Linear Least Squares Fitting

What is Linear Least Squares Fitting?

Let (x1, y1), (x2, y2)... (xN, yN) be experimental data points as shown in the scatter plot below and suppose we want to predict the dependent variable y for different values of the independent variable x using a linear model of the form

y = a x + b


scatter plot of data points

Figure 1. scatter plot

A widely used procedure in mathematics is to minimize the sum D of the squares of the vertical distances d1, d2, ... between the mathematical model y = f(x) and the experimental points as shown in the graph below.

least square fitting a model to data

Figure 2. Least square fitting a model to data

Let \( f(x) = a x + b \) be the linear model to be used. Hence the vertical distances \(d_1, d_2, ... \) are given by

\( d_1 = |y_1 - (a x_1 + b))| \) , \( d_2 = |y_2 - (a x_2 + b))| \) , ...

▶ Task set
1. Can you sum up the least squares fitting text in two sentences?
2. Could you reproduce everything from "scatter plot of" down to "the graph below." in the least squares fitting text, substituting "measured points" for "experimental points"?

▶ Data rows
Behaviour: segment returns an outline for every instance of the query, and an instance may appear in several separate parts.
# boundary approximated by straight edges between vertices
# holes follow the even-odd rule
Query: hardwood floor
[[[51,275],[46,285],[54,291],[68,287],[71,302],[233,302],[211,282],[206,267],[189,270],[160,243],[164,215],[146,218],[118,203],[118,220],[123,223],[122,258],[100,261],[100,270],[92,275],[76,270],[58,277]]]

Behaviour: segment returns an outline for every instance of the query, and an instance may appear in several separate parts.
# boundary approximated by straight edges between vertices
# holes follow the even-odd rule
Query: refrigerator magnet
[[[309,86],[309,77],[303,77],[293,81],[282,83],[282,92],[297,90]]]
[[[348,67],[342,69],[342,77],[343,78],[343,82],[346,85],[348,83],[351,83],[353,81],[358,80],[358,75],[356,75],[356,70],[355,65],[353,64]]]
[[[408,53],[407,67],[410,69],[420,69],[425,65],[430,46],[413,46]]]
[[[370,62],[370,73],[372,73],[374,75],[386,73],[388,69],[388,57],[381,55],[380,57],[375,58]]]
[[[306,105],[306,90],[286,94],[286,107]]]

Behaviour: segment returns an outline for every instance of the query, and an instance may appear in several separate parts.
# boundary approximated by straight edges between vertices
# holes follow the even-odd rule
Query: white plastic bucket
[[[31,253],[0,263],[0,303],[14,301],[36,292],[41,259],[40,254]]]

--

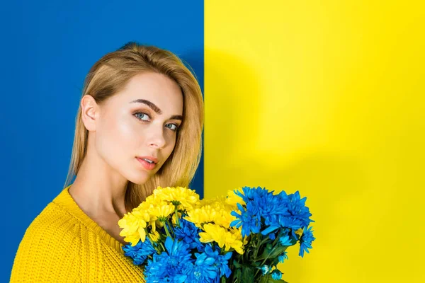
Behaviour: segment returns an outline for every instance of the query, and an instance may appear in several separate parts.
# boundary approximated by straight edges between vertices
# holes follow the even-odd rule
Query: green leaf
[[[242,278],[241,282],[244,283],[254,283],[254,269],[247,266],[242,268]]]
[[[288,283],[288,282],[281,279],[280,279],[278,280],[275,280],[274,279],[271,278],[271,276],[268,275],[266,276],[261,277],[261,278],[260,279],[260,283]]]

▶ Outputs for the tasks
1. The text takes experimental data points (x1, y1) through (xN, yN) and a linear model y = a x + b for predicting the dependent variable y from the independent variable x. It describes a widely used procedure that minimizes the sum D of the squares of the vertical distances between the model and the experimental points, where each distance is the absolute difference between y and a x + b at that point.

2.
scatter plot of data points

Figure 1. scatter plot

A widely used procedure in mathematics is to minimize the sum D of the squares of the vertical distances d1, d2, ... between the mathematical model y = f(x) and the measured points as shown in the graph below.